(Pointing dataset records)
________________

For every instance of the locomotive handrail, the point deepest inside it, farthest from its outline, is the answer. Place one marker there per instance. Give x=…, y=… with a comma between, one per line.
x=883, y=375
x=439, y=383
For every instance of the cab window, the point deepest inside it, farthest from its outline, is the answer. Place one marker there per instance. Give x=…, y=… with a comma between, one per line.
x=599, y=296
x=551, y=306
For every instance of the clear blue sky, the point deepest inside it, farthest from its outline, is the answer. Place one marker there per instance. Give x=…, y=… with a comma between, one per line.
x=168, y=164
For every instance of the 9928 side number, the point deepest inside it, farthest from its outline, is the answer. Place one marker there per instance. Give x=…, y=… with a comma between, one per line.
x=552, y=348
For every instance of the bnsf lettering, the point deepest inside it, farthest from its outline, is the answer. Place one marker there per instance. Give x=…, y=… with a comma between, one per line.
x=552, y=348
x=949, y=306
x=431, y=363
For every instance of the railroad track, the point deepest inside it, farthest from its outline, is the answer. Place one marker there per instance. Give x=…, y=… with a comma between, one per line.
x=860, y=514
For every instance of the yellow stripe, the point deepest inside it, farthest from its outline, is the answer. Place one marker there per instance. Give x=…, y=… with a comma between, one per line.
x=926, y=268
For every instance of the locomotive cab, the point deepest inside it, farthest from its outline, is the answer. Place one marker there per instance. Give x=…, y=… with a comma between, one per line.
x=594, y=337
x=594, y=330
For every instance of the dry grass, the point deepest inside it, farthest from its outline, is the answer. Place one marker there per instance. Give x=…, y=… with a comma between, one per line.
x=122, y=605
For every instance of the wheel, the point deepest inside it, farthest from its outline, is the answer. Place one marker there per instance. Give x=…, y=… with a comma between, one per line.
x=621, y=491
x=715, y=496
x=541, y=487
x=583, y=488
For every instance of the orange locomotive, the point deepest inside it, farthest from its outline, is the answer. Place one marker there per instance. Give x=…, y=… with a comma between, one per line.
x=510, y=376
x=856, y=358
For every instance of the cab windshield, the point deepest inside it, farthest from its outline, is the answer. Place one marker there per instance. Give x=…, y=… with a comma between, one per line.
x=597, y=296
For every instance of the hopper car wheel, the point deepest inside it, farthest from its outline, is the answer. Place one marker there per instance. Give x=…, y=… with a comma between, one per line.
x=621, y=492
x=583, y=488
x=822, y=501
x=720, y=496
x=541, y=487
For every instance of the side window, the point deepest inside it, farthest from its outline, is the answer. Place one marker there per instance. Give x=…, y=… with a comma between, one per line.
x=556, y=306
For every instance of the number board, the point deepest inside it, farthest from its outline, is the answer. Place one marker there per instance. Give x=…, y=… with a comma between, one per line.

________________

Scale everything from the start of the data down to the line containing "x=431, y=363", both ends included, and nothing beyond it. Write out each of those lines again, requests included, with every coordinate in the answers multiplied by 1.75 and rounded to a whole number, halves rounding up.

For every instance of the locomotive handrail, the point deepest inside it, farthest from its outline, is the answer. Place one marker there per instance. Give x=…, y=… with a comma between, one per line.
x=1545, y=656
x=768, y=670
For every instance of the cab window, the point deepest inside it, farthest from its outline, is the answer. Place one marker there per instance. Give x=…, y=… with a comma between, one per line.
x=1048, y=518
x=964, y=536
For every instance of the clear blue sky, the point deepest inside it, farthest from its outline, is the answer. Place one marker there per instance. Give x=…, y=… with a comma between, one per line.
x=294, y=287
For every instance of the 9928 side number, the point deepest inside it, farthest from its outline, is the answer. Place one marker there per instance. Give x=…, y=… with a comma between, one per line.
x=966, y=609
For every instance of the bnsf lettering, the point deepest inside it, farthest from its outline, is the answer. Place one marker there per instance. Give x=…, y=… with a comma between, one per line.
x=966, y=609
x=1661, y=536
x=754, y=635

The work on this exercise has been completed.